Die Aufgabe →
Zähle die Zeilen der Datensätze, die die Zeichenfolge „building“ enthalten, und gib ausschließlich diese Anzahl an.

══ Bereitgestellte Angaben ══

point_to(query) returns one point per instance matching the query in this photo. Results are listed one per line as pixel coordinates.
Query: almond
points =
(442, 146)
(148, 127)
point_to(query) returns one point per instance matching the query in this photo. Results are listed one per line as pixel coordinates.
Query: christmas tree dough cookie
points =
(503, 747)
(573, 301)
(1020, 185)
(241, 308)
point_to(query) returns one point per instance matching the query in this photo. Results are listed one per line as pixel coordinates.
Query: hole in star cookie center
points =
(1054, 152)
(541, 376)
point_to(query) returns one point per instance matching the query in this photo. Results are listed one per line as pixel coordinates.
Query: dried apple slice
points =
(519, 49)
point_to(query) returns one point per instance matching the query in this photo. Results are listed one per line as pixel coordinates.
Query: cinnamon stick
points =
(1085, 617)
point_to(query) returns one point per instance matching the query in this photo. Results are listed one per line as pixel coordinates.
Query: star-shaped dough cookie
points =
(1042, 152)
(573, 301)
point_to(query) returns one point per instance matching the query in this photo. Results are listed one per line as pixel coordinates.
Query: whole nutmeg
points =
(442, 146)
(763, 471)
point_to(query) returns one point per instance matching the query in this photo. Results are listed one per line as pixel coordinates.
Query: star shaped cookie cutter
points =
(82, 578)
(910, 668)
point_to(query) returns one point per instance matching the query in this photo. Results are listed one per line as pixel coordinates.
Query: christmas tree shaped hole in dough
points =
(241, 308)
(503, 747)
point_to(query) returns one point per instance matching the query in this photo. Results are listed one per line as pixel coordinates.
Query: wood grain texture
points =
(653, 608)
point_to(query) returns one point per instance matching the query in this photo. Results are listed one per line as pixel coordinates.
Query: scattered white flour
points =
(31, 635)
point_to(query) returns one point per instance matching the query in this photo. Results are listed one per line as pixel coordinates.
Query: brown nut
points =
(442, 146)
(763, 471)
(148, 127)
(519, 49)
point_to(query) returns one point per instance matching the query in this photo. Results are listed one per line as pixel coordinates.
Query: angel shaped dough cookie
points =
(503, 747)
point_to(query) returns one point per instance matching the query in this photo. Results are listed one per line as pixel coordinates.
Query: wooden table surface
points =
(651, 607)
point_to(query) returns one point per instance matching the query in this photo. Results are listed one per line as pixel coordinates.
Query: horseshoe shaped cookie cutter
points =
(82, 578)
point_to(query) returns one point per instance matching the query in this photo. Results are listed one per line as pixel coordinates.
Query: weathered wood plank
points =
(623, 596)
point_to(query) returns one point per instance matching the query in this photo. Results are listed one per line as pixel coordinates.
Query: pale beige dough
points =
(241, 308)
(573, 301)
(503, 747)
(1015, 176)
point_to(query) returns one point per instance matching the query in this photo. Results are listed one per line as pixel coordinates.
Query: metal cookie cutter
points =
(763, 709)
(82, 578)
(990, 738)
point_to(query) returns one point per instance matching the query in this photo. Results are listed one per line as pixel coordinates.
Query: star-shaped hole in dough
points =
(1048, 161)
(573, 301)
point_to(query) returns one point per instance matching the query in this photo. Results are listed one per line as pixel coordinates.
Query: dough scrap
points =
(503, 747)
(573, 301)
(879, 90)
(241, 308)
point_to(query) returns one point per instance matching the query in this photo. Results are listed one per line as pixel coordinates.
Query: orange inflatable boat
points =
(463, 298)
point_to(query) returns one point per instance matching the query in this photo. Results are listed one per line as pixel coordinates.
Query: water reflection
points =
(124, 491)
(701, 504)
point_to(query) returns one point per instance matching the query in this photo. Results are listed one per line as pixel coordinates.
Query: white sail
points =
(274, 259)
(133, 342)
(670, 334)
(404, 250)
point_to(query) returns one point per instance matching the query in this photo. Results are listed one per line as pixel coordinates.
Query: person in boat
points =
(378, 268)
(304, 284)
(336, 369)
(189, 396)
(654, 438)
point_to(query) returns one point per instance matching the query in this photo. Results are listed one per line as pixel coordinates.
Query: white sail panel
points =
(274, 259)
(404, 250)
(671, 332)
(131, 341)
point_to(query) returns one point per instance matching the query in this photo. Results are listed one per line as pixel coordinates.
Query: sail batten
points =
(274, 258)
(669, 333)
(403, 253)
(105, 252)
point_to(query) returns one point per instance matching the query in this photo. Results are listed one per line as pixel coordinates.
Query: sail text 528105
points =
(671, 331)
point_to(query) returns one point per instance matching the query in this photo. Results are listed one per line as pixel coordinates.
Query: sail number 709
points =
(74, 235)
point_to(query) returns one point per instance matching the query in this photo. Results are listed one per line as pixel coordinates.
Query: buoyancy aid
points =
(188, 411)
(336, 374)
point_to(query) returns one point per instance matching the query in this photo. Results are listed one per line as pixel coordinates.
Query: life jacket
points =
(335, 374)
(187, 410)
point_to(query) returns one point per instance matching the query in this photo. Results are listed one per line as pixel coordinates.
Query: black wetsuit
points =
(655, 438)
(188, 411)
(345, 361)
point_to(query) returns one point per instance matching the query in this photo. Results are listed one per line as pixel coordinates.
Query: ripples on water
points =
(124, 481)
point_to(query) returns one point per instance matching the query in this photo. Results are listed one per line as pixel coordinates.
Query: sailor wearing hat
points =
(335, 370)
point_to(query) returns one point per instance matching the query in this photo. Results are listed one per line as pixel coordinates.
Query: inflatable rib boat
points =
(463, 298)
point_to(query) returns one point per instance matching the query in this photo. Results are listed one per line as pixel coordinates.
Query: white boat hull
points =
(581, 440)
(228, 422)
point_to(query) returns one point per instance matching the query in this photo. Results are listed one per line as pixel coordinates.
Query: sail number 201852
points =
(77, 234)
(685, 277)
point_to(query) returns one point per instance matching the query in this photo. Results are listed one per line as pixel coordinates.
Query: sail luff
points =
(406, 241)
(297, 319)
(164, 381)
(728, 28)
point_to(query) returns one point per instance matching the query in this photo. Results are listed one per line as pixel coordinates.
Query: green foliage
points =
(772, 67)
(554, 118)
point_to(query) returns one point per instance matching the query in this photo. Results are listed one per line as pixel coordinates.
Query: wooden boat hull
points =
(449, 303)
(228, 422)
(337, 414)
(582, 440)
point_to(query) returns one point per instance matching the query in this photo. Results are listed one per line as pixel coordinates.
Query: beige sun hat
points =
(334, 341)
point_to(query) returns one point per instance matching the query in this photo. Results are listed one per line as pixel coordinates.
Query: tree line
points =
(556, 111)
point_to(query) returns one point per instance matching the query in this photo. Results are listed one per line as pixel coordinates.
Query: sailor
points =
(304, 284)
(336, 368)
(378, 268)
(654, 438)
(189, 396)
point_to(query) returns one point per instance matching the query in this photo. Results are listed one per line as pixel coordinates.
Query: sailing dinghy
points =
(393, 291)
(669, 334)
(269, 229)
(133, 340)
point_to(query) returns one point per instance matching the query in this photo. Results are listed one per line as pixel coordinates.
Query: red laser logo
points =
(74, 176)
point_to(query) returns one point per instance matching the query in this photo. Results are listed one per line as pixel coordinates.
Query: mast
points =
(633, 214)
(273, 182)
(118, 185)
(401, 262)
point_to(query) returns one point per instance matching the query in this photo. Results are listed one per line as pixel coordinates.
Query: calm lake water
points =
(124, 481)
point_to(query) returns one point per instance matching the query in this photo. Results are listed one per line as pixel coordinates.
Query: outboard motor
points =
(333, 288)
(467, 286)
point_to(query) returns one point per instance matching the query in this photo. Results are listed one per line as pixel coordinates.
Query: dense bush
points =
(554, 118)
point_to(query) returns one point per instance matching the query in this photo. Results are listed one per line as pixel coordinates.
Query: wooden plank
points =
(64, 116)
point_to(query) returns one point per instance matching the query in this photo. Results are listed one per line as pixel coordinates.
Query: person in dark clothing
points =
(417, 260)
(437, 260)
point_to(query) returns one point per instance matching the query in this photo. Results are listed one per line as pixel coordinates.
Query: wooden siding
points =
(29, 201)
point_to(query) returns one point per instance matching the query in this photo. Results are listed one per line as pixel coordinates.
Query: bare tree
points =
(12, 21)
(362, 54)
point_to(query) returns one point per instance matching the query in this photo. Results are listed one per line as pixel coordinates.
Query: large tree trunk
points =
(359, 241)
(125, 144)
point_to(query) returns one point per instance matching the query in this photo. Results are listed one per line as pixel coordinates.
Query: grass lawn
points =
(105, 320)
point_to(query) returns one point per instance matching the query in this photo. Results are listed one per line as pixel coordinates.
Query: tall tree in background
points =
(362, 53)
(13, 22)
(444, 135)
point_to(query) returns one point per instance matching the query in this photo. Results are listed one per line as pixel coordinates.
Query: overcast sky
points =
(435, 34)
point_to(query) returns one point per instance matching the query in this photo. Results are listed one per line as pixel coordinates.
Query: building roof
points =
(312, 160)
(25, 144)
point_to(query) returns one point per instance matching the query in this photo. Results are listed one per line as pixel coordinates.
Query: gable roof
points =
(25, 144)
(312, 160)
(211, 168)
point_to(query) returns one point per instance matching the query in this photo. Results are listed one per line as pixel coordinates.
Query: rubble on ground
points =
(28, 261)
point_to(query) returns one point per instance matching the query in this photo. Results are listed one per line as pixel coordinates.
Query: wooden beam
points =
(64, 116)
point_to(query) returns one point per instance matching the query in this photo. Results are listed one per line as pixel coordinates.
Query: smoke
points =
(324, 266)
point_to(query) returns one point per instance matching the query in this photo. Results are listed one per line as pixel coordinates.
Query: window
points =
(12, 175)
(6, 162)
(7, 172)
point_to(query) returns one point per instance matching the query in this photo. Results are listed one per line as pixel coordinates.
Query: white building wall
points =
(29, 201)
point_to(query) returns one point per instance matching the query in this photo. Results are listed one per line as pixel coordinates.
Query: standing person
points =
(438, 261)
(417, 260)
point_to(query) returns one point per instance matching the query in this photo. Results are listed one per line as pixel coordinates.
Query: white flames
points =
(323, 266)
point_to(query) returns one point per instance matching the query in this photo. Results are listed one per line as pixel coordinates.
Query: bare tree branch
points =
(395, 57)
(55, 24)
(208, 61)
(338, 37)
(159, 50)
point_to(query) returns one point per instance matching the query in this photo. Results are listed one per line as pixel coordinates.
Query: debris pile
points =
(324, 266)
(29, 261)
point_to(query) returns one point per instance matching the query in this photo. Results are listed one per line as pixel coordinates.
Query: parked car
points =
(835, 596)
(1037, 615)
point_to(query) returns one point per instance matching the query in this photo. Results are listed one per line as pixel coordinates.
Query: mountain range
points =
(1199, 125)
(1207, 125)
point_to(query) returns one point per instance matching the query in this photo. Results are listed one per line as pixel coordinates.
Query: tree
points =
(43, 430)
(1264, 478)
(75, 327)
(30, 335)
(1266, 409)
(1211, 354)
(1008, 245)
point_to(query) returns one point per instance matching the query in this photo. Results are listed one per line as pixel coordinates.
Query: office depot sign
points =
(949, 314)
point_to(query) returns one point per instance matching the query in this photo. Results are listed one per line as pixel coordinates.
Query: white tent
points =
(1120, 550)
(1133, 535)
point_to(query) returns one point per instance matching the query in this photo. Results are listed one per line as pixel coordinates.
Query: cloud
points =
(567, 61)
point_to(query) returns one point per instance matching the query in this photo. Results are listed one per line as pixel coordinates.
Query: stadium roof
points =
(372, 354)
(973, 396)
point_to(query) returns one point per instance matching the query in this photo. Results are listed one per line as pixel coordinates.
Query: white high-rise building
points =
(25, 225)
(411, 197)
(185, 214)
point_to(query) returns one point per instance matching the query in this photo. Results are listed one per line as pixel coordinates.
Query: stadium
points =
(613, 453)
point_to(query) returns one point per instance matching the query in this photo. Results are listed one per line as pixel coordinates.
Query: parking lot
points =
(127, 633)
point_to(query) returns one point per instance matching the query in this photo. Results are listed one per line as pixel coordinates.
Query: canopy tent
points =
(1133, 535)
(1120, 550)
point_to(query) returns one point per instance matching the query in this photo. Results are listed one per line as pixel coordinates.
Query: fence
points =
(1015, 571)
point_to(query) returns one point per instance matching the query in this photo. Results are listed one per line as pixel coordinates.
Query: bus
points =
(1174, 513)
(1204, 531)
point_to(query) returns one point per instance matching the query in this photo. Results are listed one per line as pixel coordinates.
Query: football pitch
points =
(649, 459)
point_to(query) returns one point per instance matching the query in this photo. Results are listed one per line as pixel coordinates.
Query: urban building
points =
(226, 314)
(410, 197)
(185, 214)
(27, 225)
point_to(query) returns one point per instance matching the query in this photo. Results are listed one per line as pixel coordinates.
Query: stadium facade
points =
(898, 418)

═══

Fertige Antwort →
4